- _Activity_: Repeat only these lines, exactly: the first line of the data, the line containing "Mark every instance of the black sneaker", and every line between them. Pictures stay out.

[Data excerpts]
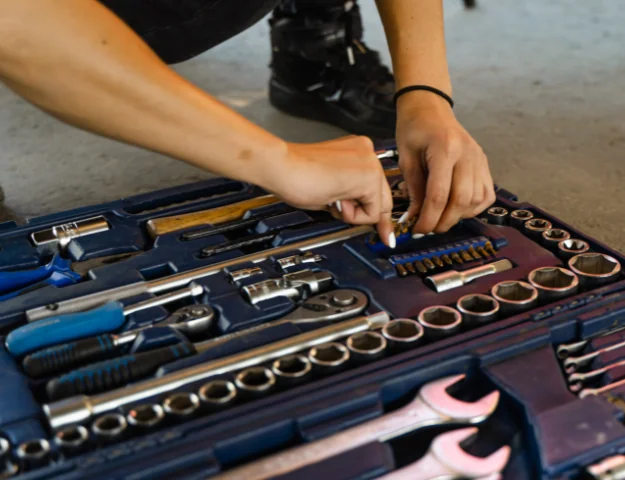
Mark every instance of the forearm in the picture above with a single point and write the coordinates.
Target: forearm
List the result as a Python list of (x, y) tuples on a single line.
[(79, 62), (416, 37)]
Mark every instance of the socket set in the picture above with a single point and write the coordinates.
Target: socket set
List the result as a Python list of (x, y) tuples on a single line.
[(211, 331)]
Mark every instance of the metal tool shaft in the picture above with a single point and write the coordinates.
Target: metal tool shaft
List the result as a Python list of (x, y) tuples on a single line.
[(86, 302)]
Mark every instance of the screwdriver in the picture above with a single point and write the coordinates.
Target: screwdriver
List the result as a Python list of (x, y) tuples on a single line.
[(65, 328)]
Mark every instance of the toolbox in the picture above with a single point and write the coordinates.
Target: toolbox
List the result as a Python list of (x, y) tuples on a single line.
[(209, 330)]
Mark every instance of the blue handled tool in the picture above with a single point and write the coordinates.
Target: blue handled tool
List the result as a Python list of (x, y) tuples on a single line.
[(66, 328)]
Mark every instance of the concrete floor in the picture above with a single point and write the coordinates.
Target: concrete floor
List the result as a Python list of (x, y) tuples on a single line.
[(539, 84)]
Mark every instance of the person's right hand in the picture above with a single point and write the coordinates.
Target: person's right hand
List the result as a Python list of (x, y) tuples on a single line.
[(344, 174)]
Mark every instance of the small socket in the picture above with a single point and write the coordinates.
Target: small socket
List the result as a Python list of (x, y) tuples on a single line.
[(147, 415), (553, 283), (182, 404), (594, 269), (478, 309), (440, 321), (402, 333), (255, 380), (514, 297), (218, 393), (571, 247)]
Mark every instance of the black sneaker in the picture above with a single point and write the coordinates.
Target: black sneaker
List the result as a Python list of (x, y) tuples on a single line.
[(322, 70)]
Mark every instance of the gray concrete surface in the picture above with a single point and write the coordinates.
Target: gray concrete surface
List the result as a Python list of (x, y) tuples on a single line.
[(539, 84)]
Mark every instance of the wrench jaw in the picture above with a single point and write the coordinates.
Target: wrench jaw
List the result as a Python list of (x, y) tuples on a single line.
[(435, 395)]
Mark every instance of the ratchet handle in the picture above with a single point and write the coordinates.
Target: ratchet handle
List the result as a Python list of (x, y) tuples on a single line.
[(65, 328), (116, 373), (62, 358)]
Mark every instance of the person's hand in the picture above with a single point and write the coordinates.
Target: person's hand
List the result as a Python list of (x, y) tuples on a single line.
[(445, 170), (344, 174)]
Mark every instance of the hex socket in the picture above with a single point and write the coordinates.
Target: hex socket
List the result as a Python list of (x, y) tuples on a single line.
[(109, 427), (181, 404), (535, 227), (478, 309), (594, 269), (33, 454), (514, 297), (440, 321), (72, 440), (366, 346), (553, 283), (255, 381), (217, 393), (329, 357), (552, 237), (573, 246), (403, 333), (147, 415), (497, 216), (292, 369), (519, 217)]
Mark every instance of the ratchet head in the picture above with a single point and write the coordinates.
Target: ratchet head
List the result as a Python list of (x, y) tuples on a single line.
[(435, 395), (446, 448)]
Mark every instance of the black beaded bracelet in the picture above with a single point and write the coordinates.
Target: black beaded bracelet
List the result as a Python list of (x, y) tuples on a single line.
[(427, 88)]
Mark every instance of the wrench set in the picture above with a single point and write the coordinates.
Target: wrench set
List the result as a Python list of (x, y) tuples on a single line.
[(210, 331)]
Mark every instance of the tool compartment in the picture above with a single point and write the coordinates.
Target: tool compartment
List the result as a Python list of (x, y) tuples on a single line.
[(552, 433)]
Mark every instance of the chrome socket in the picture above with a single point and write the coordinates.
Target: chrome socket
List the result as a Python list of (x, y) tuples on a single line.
[(328, 358), (514, 297), (72, 440), (181, 405), (440, 321), (217, 394), (551, 238), (553, 283), (497, 216), (571, 247), (403, 333), (478, 309), (109, 427), (148, 415), (594, 269), (292, 369), (255, 381), (519, 217), (535, 227), (33, 454), (366, 346)]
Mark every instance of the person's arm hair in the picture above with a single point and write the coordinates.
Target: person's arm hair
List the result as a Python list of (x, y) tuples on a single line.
[(78, 61)]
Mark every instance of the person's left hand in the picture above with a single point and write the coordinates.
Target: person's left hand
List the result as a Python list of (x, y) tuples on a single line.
[(446, 172)]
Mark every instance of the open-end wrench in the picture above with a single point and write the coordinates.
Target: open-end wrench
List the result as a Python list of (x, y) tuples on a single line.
[(572, 364), (447, 460), (432, 406)]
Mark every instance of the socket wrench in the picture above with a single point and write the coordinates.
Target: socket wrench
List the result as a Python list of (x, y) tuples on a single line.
[(33, 454), (571, 247), (478, 309), (147, 415), (366, 346), (445, 281), (217, 394), (514, 297), (255, 381), (595, 269), (291, 370), (72, 440), (403, 333), (553, 283), (519, 217), (440, 321)]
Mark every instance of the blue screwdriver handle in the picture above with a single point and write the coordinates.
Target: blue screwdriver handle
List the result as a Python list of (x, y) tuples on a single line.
[(65, 328), (11, 281)]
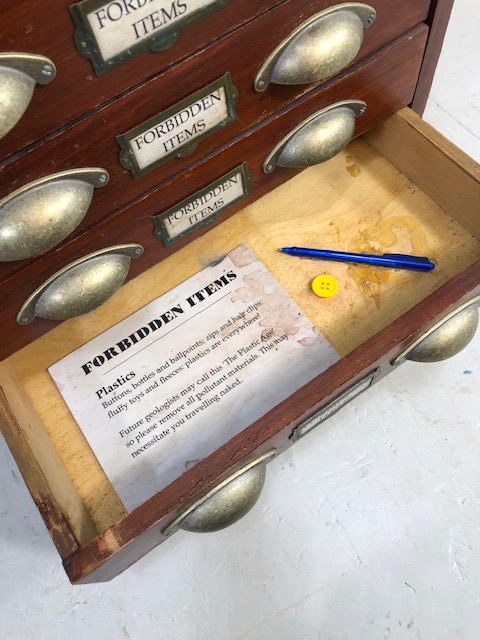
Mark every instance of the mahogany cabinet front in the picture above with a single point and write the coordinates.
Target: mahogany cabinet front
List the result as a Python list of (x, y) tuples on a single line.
[(372, 186)]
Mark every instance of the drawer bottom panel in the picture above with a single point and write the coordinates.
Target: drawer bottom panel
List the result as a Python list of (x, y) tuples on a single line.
[(359, 201)]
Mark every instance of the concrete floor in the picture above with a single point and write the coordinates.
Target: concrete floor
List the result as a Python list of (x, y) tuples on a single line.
[(368, 528)]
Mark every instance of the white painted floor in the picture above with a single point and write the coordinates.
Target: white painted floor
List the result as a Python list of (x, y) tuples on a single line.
[(367, 529)]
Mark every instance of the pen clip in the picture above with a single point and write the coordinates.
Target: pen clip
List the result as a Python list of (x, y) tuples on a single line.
[(411, 259)]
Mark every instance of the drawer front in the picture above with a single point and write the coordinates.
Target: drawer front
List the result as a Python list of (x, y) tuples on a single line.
[(49, 29), (385, 83), (330, 194), (169, 101), (76, 90)]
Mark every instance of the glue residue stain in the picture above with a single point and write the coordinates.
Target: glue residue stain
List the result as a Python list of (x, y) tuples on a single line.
[(396, 234), (352, 168)]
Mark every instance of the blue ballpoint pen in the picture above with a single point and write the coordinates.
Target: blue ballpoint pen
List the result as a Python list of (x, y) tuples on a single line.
[(392, 260)]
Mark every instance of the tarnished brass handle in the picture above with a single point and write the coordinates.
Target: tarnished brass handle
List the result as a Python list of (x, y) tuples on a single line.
[(81, 286), (446, 338), (227, 502), (318, 138), (39, 215), (319, 48), (19, 73)]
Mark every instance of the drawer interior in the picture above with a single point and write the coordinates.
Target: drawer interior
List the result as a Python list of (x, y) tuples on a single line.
[(362, 200)]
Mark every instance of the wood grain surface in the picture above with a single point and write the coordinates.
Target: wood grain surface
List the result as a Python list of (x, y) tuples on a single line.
[(386, 83)]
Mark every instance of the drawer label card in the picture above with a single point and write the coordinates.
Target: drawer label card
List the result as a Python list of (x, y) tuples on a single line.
[(111, 32), (175, 132), (170, 384), (203, 207)]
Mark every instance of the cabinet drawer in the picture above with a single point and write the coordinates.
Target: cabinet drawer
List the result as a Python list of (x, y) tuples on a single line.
[(49, 30), (385, 83), (373, 196), (76, 90)]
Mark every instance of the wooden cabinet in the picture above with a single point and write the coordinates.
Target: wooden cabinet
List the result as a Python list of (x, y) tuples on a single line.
[(376, 187)]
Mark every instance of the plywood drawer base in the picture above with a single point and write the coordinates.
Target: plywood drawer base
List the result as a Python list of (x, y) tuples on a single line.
[(359, 201)]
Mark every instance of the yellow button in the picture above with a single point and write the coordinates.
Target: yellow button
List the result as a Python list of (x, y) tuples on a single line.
[(324, 286)]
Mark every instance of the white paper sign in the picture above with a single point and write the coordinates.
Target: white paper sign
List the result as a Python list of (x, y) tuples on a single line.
[(119, 25), (179, 129), (180, 377)]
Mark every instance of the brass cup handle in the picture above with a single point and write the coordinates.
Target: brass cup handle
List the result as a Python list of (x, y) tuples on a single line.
[(19, 74), (318, 138), (81, 286), (39, 215), (227, 502), (445, 338), (319, 48)]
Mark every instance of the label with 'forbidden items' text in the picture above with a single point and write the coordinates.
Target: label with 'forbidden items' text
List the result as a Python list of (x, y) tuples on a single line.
[(180, 377), (175, 132)]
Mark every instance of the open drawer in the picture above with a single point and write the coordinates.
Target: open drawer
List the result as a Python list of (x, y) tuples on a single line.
[(402, 188)]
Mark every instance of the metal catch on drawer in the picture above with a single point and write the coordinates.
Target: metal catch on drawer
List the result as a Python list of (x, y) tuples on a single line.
[(334, 406)]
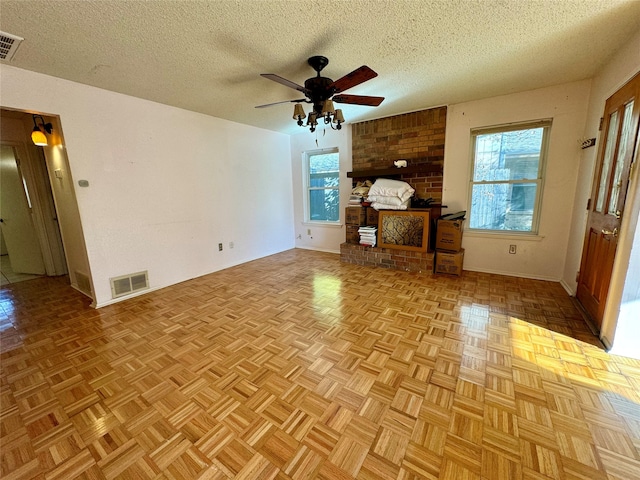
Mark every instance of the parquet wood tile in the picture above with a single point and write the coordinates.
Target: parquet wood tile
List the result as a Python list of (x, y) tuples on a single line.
[(297, 366)]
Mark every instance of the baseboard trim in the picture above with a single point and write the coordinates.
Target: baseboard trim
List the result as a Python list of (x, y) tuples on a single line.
[(567, 288), (325, 250), (512, 274)]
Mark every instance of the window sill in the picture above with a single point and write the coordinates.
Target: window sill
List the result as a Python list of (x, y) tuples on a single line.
[(505, 236), (322, 224)]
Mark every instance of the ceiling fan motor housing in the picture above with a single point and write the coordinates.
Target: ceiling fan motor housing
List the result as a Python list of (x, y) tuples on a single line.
[(319, 91)]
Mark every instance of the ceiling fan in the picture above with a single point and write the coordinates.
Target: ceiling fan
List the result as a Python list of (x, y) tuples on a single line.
[(322, 92)]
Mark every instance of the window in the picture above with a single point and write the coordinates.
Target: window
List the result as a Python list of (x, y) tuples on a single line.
[(508, 172), (322, 179)]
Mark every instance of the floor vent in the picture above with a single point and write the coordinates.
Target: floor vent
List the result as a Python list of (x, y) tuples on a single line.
[(127, 284), (8, 45), (83, 282)]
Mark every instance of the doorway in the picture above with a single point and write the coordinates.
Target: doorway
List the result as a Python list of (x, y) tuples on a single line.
[(21, 254), (50, 198), (607, 204)]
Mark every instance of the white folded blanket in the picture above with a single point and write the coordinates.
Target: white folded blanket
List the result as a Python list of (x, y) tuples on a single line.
[(386, 187), (386, 206)]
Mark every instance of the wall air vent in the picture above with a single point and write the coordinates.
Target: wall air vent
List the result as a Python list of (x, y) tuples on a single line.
[(127, 284), (84, 284), (8, 45)]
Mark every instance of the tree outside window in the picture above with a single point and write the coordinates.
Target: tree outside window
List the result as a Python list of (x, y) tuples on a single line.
[(323, 186), (508, 170)]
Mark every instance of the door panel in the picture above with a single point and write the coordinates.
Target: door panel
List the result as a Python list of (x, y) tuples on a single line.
[(622, 111), (15, 211)]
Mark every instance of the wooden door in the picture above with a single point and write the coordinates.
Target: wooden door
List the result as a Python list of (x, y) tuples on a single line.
[(15, 217), (606, 205)]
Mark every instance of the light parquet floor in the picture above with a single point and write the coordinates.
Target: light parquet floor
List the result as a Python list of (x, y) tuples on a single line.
[(296, 366)]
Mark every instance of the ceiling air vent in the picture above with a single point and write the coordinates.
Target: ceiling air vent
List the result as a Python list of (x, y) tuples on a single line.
[(8, 45), (127, 284)]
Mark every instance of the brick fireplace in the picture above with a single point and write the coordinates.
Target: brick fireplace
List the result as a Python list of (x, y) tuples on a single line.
[(417, 137)]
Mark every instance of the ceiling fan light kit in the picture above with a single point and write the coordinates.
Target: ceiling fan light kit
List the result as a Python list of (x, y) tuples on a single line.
[(322, 92), (37, 135)]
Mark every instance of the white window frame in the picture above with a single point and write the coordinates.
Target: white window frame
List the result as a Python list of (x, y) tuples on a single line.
[(306, 158), (539, 181)]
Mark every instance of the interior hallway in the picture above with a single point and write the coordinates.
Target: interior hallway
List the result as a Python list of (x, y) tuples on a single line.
[(298, 366)]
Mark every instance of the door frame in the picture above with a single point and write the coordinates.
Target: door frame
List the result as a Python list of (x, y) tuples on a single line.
[(50, 248), (628, 228)]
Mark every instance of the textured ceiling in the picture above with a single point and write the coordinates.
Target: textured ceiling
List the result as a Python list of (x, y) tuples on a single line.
[(206, 56)]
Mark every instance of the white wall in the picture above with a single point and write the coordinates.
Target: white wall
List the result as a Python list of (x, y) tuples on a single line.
[(165, 185), (323, 237), (543, 256)]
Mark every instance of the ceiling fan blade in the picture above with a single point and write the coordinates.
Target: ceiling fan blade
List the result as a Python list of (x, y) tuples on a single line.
[(283, 101), (358, 100), (284, 81), (358, 76)]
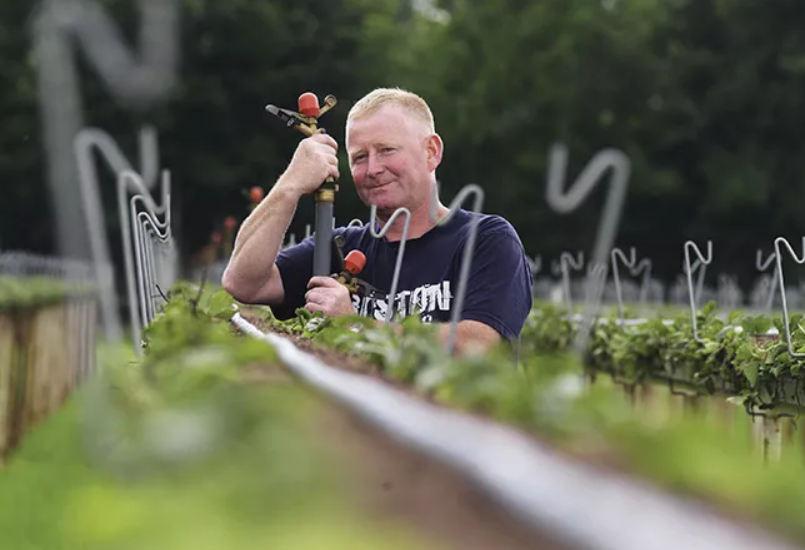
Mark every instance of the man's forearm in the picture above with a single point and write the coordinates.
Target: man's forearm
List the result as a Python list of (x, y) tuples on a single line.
[(470, 336), (259, 239)]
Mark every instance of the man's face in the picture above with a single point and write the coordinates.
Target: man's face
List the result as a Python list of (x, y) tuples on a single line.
[(390, 156)]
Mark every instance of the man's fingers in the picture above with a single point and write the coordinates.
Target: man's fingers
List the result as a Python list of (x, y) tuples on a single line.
[(325, 139), (321, 281), (313, 307)]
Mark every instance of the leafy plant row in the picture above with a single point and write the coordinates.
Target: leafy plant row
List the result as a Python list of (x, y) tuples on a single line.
[(733, 356), (199, 457), (546, 396)]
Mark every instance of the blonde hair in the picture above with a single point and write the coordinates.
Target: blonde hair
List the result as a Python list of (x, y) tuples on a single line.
[(408, 101)]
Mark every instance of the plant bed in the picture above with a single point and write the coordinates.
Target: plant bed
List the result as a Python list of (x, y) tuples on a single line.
[(308, 469), (685, 455)]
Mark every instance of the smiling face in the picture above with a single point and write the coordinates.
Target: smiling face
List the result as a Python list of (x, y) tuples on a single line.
[(392, 156)]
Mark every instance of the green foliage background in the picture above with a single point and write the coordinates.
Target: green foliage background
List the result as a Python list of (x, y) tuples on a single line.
[(704, 95)]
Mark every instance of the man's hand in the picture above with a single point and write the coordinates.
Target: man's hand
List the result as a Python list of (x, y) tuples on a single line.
[(471, 337), (327, 295), (315, 159)]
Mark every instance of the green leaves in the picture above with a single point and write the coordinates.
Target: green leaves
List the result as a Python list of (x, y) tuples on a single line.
[(724, 359), (756, 325)]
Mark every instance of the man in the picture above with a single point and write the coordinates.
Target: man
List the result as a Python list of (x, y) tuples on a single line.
[(393, 153)]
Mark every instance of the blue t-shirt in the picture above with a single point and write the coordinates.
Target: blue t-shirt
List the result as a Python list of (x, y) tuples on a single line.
[(498, 288)]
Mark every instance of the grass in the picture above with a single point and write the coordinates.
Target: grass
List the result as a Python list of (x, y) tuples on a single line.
[(274, 488)]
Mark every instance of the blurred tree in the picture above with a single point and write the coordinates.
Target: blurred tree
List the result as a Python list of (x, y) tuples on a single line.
[(704, 96)]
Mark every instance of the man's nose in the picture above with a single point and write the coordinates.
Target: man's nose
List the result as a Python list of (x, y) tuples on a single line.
[(374, 165)]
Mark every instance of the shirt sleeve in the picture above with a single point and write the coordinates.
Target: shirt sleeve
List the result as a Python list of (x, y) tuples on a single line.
[(499, 292), (295, 265)]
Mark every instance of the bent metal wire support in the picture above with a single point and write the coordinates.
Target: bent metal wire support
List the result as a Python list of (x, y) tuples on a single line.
[(469, 247), (778, 242), (564, 202), (535, 265), (762, 265), (148, 269), (635, 268), (689, 268), (400, 253), (85, 142), (566, 263), (156, 272), (136, 79), (130, 180)]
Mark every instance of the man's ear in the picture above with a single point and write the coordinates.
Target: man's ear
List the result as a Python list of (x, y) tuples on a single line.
[(434, 147)]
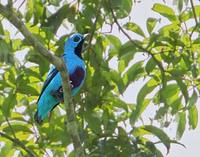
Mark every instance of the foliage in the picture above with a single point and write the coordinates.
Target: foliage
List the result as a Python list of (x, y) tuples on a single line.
[(108, 125)]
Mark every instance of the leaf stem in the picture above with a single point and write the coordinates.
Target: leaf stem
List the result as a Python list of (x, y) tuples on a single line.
[(60, 65)]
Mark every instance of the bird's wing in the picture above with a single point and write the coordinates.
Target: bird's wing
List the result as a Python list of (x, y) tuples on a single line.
[(77, 77), (51, 74)]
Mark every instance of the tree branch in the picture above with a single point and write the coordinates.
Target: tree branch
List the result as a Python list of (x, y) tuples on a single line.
[(19, 143), (60, 65)]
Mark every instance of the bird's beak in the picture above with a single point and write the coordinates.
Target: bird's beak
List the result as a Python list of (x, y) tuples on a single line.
[(86, 35)]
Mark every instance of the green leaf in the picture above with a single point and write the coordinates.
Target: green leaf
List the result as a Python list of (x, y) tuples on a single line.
[(160, 134), (146, 89), (127, 51), (54, 2), (169, 91), (149, 67), (134, 28), (93, 122), (193, 117), (165, 11), (182, 87), (142, 103), (29, 10), (192, 100), (134, 72), (9, 103), (114, 40), (122, 8), (28, 90), (1, 29), (151, 23), (6, 55), (7, 150), (138, 111), (181, 124), (18, 128)]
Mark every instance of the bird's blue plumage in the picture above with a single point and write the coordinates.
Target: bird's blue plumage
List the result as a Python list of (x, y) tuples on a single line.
[(51, 94)]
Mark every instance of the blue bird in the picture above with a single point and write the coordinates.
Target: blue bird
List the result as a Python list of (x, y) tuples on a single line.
[(52, 93)]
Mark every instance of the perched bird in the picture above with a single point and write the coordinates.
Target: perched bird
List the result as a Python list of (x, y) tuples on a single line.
[(52, 93)]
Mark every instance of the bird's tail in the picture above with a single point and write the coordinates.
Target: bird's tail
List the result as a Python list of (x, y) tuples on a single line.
[(38, 118)]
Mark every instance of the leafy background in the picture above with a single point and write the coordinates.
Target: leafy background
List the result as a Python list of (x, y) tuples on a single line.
[(163, 58)]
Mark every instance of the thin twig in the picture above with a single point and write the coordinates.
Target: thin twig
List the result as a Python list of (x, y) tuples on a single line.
[(94, 26), (19, 143)]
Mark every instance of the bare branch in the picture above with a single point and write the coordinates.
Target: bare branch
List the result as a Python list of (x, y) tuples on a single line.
[(18, 143)]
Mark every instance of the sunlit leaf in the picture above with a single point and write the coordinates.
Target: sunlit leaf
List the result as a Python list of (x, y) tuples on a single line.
[(193, 117), (181, 124), (134, 28), (165, 11)]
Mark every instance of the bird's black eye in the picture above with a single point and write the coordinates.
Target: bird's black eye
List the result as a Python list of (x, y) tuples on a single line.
[(76, 39)]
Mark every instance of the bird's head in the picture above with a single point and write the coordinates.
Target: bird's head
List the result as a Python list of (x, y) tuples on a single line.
[(75, 43)]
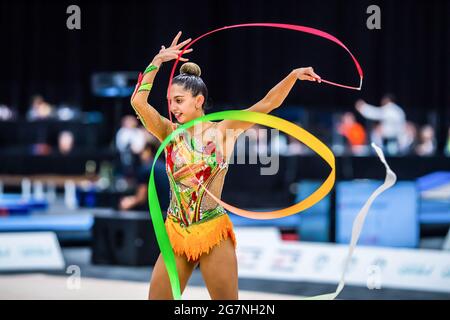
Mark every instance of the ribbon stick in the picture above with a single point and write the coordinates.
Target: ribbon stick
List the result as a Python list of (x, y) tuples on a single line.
[(294, 27)]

- _Written reply_:
Mark every instance of the forearm in the picture above with a single point and write the coordinates.
Target: forearm
List the result as a Python list of (x, y) tuples on a single line.
[(79, 62), (416, 37)]
Mark every instance of the socket set in the picture above with a single point and write the coordinates.
Target: socket set
List the result as a Python list of (x, y) tuples on a single line.
[(211, 331)]
Mark every instance of the metal tool shaft in the picture above with a single point and write the coordinates.
Target: metal tool shaft
List the result as a Python list of (x, y) tuples on a single line.
[(86, 302)]
Mark every instance of the screwdriver in the picture above with a single point and write the coordinates.
Target: screwdriver
List the result as a Python list of (x, y) tuples on a single line.
[(65, 328)]
Mark every instance of the toolbox in the picture above with a single point and write the coordinates.
Target: toolbox
List the result as a Python list of (x, y) tuples on a single line.
[(209, 330)]
Mark every instance of the blue handled tool in the picture above with a single point and write the coordinates.
Target: blue handled tool
List the result as a Python list of (x, y) tuples on a single line.
[(66, 328)]
Mark every instance of the concrete floor in the picture above with a single point and write the coordinates.
Target: concrete floor
List the result as a Python list of (x, y) tuples on a single line.
[(539, 84)]
Mark every instance of the person's right hand in the picture above with a single point and write the coordinates.
Target: person's right hand
List the result as a Python list of (x, y) tuples on a single line.
[(344, 174)]
Mark every instance of the small socket in the picture above with a single point and write the coordinates.
Target: small socket
List the result as a Python list of (x, y) tuples on a single line.
[(147, 415), (553, 283), (182, 404), (594, 269), (478, 309), (440, 321), (402, 333), (255, 380), (514, 297), (218, 393), (571, 247)]
Mark every instance of the black sneaker in the picture above with a single point and write the coordinates.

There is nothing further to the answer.